Find each line below that contains the string "ymax" with its case matching exactly, and copy those lines out in full.

» Exercise data:
= = =

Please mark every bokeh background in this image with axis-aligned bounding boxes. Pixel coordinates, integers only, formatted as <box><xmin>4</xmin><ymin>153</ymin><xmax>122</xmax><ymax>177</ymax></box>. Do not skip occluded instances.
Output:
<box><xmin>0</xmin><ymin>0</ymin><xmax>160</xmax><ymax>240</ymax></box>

= = =

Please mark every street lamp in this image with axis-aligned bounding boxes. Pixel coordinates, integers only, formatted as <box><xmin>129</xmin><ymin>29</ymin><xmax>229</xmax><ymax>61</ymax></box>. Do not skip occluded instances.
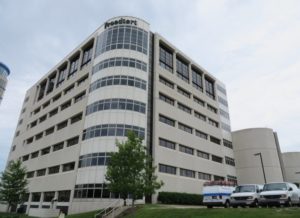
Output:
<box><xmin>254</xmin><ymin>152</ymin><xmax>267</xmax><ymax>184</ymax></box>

= = =

» Answer in full:
Please mark every bokeh background in this image with axis-aligned bounding boxes. Pixel coordinates, integers only, formatted as <box><xmin>4</xmin><ymin>153</ymin><xmax>122</xmax><ymax>177</ymax></box>. Do not skip occluded instances.
<box><xmin>0</xmin><ymin>0</ymin><xmax>160</xmax><ymax>240</ymax></box>
Please mark every street lamp in this image with axis-aligned bounding boxes. Pixel coordinates, integers only, formatted as <box><xmin>129</xmin><ymin>29</ymin><xmax>229</xmax><ymax>61</ymax></box>. Do not skip occluded instances.
<box><xmin>254</xmin><ymin>152</ymin><xmax>267</xmax><ymax>184</ymax></box>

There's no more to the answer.